Job ▸ Please write out the listing below again, swapping every "retail-shelf audit" for "catalog review" and leaving everything else unchanged.

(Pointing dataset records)
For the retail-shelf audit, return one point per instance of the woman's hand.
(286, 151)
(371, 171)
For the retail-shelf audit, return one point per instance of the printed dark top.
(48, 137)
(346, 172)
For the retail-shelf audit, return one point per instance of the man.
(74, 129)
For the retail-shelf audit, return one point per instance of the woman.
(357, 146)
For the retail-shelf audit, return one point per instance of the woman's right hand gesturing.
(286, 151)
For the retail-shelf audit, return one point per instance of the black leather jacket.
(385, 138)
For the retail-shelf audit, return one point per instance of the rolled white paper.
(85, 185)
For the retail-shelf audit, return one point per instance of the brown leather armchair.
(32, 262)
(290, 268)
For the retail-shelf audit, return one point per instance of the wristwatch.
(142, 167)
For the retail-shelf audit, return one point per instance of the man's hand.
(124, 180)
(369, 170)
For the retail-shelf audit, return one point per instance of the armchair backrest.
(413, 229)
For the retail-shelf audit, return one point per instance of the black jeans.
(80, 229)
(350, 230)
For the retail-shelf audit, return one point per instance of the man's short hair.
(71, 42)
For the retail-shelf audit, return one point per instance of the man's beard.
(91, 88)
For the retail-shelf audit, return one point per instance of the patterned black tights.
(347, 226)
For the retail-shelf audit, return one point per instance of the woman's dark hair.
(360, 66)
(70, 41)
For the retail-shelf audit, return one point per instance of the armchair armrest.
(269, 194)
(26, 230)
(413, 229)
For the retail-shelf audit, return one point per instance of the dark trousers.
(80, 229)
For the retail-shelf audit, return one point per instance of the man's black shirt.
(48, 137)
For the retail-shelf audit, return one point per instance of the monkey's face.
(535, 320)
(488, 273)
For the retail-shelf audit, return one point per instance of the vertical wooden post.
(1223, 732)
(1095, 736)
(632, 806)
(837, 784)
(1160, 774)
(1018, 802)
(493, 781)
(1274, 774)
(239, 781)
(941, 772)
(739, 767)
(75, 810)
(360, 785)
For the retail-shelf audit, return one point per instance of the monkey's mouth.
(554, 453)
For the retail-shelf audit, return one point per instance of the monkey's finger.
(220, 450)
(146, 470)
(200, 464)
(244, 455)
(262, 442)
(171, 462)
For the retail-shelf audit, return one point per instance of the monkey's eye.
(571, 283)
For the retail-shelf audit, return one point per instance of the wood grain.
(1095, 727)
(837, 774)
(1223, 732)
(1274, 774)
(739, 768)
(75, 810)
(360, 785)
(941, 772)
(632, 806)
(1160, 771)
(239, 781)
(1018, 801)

Result of this exercise ▸
For the catalog review, return one point per instance of the woman's hand.
(286, 151)
(371, 171)
For the catalog review, return one point per instance of the printed dark top.
(48, 137)
(346, 172)
For the catalog review, return one point per instance of the man.
(74, 129)
For the catalog review, return one point per instance of the woman.
(357, 146)
For the catalog review, return one point per instance of the woman's right hand gesturing.
(286, 151)
For the catalog review, return one point per instance of the black leather jacket.
(385, 138)
For the catalog review, return one point per instance of the rolled white paper.
(85, 185)
For the catalog review, return one point per instance of the brown leather armchair.
(32, 262)
(290, 268)
For the catalog review, return one point per instance of the wristwatch.
(142, 167)
For the catalog review, return one point per instance of the man's hand.
(124, 180)
(369, 170)
For the catalog review, return one point per instance of the armchair backrest.
(413, 229)
For the catalog review, return one point per instance of the black jeans.
(80, 229)
(350, 230)
For the catalog review, return one point per instance of the man's short hair.
(71, 42)
For the catalog review, return one point per instance of the man's beard.
(91, 88)
For the catalog review, return one point per instance of the patterned black tights.
(347, 226)
For the catalog review, return one point per instance of the woman's dark hair.
(360, 66)
(70, 41)
For the catalog review, return one point per instance of the armchair armrest.
(269, 194)
(26, 230)
(413, 229)
For the catalog review, return one point per instance of the dark trousers.
(80, 229)
For the catalog review, return one point per instance of the man's black shirt.
(48, 137)
For the catalog review, return one point per instance of the monkey's face.
(535, 320)
(488, 273)
For the catalog review, return one point per instance of the vertical wooden post.
(1223, 732)
(1095, 736)
(632, 806)
(837, 784)
(1160, 774)
(1018, 802)
(493, 781)
(1274, 774)
(239, 781)
(941, 772)
(739, 767)
(75, 810)
(360, 785)
For the catalog review, return one point per instance of the monkey's mouth.
(554, 453)
For the catalog review, return one point per instance of the monkey's finger.
(220, 450)
(146, 470)
(200, 464)
(244, 455)
(262, 442)
(171, 462)
For the catalog review, return one point per instance of the monkey's eye.
(571, 283)
For the catalog review, return one point per instance of the wood grain.
(1095, 727)
(837, 774)
(1223, 732)
(1274, 774)
(739, 768)
(75, 810)
(360, 785)
(941, 772)
(632, 806)
(1160, 771)
(239, 781)
(1018, 801)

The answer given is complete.